__Instructions for the task__.
Copy the listing below verbatim, starting at the line that contains "Task — mark the black" and continuing through the end of the listing. Leave the pictures out of your answer.

Rows taken from a pointing dataset:
____________
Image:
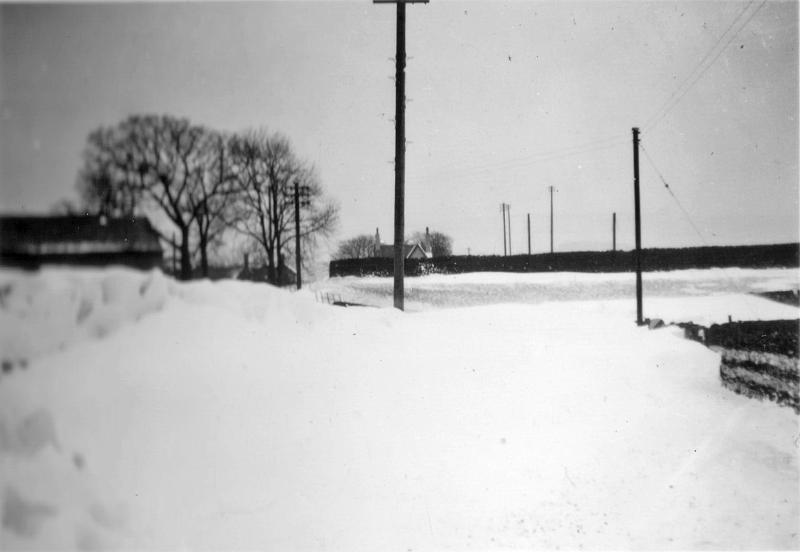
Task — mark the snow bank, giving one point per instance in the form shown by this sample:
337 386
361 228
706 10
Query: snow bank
485 288
235 415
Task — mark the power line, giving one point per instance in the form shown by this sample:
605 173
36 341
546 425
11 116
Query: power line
699 64
518 163
672 193
673 101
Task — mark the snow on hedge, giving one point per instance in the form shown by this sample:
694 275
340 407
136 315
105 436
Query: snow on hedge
151 414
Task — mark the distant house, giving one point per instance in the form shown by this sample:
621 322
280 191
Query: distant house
287 276
411 250
32 241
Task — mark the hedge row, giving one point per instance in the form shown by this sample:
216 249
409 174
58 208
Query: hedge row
745 256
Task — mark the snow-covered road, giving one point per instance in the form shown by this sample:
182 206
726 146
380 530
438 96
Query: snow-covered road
151 414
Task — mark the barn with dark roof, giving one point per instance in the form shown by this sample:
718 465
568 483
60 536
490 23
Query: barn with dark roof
32 241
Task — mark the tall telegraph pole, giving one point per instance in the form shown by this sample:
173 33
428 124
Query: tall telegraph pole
529 233
551 219
508 208
505 250
638 223
399 146
614 232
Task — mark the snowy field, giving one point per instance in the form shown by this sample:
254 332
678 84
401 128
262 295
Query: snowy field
141 413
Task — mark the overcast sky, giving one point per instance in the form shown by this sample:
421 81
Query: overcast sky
505 99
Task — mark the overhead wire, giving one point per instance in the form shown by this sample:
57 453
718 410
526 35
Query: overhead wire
672 193
693 77
520 162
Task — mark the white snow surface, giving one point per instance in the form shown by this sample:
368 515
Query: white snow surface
148 414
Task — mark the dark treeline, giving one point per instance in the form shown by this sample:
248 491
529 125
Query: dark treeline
744 256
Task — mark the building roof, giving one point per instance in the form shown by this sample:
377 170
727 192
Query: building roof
75 235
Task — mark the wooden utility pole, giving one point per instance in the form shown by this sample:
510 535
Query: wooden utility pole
529 234
638 225
614 232
505 250
508 208
297 233
551 219
174 257
399 147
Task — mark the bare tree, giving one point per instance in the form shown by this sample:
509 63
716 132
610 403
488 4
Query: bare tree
211 193
265 169
151 162
359 247
104 182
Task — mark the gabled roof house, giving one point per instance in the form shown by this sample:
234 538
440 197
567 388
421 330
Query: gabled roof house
82 240
411 249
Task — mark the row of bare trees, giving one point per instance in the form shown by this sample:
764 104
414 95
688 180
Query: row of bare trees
204 184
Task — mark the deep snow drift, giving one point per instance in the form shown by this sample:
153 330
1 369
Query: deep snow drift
143 413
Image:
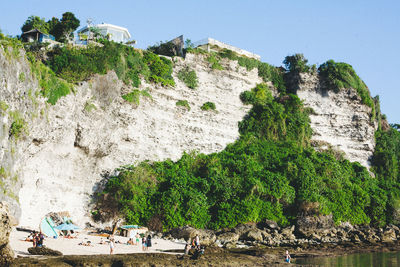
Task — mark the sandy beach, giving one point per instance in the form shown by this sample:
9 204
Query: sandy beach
71 247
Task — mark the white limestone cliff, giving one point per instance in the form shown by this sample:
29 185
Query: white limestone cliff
69 147
339 119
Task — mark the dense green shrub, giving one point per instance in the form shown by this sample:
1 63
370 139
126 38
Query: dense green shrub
273 74
208 106
183 103
189 77
165 48
266 174
18 126
338 75
296 63
52 87
74 64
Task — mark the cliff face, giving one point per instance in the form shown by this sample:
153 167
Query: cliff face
339 120
90 133
68 148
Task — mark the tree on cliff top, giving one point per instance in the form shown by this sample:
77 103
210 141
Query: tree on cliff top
61 29
35 22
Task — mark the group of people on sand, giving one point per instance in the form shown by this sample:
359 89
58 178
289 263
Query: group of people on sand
36 238
146 243
195 244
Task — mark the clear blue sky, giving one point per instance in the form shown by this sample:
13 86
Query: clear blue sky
363 33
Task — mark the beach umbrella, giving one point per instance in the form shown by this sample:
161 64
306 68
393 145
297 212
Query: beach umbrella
66 227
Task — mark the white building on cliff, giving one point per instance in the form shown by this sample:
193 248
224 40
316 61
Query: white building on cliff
115 33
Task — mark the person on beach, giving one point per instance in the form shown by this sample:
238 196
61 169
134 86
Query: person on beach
34 239
144 243
197 242
137 238
148 242
112 245
40 239
187 247
287 257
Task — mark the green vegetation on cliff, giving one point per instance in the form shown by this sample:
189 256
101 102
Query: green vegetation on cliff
189 77
266 174
79 64
339 75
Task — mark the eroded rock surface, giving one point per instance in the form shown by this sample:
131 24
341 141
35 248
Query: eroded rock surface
339 119
6 222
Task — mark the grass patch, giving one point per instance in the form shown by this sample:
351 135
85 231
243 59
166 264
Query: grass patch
213 59
183 103
134 96
3 106
189 77
89 106
21 77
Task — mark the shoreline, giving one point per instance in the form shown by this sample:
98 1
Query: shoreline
169 253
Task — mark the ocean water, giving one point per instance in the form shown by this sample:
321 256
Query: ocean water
376 259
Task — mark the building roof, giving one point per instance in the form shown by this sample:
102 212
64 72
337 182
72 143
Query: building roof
32 31
106 25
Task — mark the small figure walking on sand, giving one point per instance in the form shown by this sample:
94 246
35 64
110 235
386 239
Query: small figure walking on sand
287 257
197 242
112 245
144 243
148 242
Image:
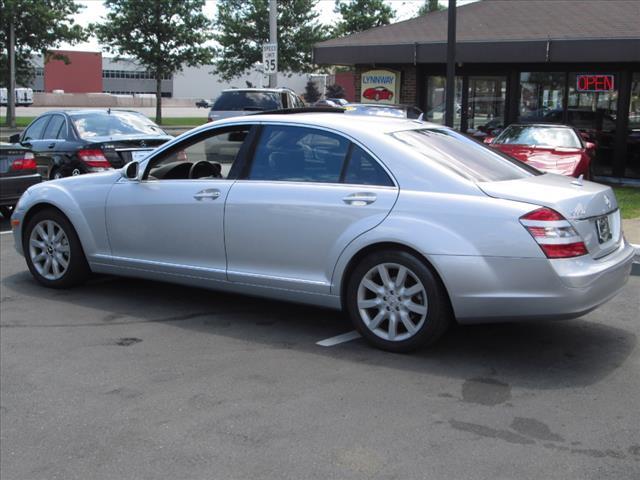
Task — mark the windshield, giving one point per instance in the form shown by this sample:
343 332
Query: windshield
108 124
246 101
539 136
464 156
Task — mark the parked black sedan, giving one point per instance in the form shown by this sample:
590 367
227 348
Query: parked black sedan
17 173
73 142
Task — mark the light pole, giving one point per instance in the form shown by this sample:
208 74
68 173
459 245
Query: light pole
451 65
273 36
11 91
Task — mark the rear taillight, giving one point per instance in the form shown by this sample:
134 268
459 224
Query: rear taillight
26 163
555 235
94 158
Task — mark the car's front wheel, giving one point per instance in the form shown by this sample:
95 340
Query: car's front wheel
53 251
396 302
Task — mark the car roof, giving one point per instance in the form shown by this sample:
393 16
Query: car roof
72 111
335 121
541 124
273 90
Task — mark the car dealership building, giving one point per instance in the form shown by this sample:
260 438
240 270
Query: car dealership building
551 61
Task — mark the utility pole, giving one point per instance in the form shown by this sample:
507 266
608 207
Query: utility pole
11 91
450 95
273 36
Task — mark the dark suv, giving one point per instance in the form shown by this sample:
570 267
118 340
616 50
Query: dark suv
242 101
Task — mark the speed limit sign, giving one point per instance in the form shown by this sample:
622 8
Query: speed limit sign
270 57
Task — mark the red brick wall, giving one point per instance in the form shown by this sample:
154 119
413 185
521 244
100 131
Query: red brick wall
408 81
82 75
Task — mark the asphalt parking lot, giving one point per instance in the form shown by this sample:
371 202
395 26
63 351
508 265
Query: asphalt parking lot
131 379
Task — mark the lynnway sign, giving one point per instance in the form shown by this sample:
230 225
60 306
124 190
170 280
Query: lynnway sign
270 58
380 86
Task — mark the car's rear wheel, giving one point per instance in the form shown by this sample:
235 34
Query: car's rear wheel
396 302
53 251
55 174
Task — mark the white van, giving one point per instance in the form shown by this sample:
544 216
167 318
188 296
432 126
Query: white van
23 96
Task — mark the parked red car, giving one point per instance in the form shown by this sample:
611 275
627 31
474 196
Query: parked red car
377 93
548 147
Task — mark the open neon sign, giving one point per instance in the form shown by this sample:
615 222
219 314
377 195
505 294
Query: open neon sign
595 83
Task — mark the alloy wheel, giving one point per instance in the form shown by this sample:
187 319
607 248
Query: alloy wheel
49 250
392 302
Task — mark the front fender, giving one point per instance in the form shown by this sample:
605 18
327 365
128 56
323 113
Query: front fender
81 199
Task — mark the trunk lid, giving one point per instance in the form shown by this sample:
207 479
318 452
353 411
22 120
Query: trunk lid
585 205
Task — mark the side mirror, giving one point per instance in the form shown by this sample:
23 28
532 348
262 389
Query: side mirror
131 170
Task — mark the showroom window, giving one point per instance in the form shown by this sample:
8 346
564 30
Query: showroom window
541 96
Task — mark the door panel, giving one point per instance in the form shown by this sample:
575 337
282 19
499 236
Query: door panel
289 235
173 226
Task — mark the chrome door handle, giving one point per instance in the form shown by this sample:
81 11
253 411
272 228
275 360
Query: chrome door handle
207 194
360 199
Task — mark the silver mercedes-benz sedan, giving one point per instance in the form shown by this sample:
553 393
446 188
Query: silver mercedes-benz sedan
407 226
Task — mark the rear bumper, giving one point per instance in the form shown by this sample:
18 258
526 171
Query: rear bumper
12 188
487 289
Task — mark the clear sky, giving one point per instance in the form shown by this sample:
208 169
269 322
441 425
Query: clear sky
94 11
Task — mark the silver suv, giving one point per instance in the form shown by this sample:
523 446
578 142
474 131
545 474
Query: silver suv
235 102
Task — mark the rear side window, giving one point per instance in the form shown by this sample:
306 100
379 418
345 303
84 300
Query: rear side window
298 154
364 170
53 128
464 156
243 100
36 129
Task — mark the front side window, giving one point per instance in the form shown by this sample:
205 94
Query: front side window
54 127
464 156
298 154
364 170
539 136
36 129
214 156
246 100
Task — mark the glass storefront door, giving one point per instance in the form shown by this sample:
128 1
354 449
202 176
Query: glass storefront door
485 105
478 112
592 110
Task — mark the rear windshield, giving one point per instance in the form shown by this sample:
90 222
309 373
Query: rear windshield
464 156
108 124
539 136
246 101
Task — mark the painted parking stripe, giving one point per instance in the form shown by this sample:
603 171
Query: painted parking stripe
345 337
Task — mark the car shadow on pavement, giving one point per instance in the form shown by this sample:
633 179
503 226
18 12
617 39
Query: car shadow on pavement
537 355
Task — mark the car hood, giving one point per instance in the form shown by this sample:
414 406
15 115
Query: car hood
562 161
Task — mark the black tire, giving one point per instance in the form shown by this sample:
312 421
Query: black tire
438 315
77 270
5 211
55 173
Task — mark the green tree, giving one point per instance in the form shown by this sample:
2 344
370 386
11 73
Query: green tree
39 26
335 91
243 26
359 15
162 35
311 93
430 6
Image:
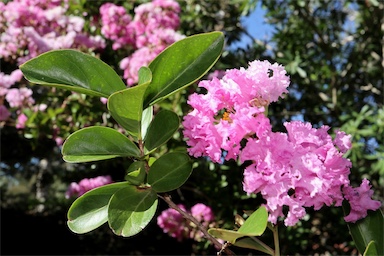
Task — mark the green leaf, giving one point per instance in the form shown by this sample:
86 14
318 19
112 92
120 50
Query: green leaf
183 63
251 243
131 209
368 229
97 143
146 120
136 173
161 129
73 70
255 224
169 172
90 211
371 249
126 108
227 235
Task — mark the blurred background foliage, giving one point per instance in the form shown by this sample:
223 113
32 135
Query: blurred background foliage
333 53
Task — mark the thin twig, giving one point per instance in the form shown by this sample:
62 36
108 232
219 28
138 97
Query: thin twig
189 217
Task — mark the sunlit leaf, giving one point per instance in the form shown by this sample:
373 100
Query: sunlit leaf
97 143
169 172
73 70
161 129
183 63
131 209
90 211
____________
__Result__.
Task — mark the black tire, giving one point per instance in the form shown by this sample:
312 421
Query: black tire
438 315
77 270
5 211
55 173
Task — mark the green tree, giving one point per instance in the form shown by this sample:
2 344
370 386
11 73
Query: green tree
39 26
335 91
243 26
359 15
162 35
311 93
430 6
Image:
Task — mark the green leaf, giving one point per instance in the form shown by this sample:
86 14
318 19
112 92
120 50
Query: green leaf
183 63
251 243
131 209
368 229
97 143
146 120
136 173
161 129
73 70
255 224
169 172
90 211
371 249
126 108
227 235
Task — mark the blurred background foliage, giving one point per instance in the form shown by this sample:
223 113
32 135
Query: blurred background foliage
333 53
Task — mark the thin twig, giving one point per instance in the form shown by this sample:
62 36
108 232
219 28
138 97
Query: thin twig
189 217
Task — mark the sunlit leaf, giving one point per instance in the form shown by this sample:
373 100
Query: sunlit leaf
97 143
169 172
73 70
161 129
183 63
131 209
90 211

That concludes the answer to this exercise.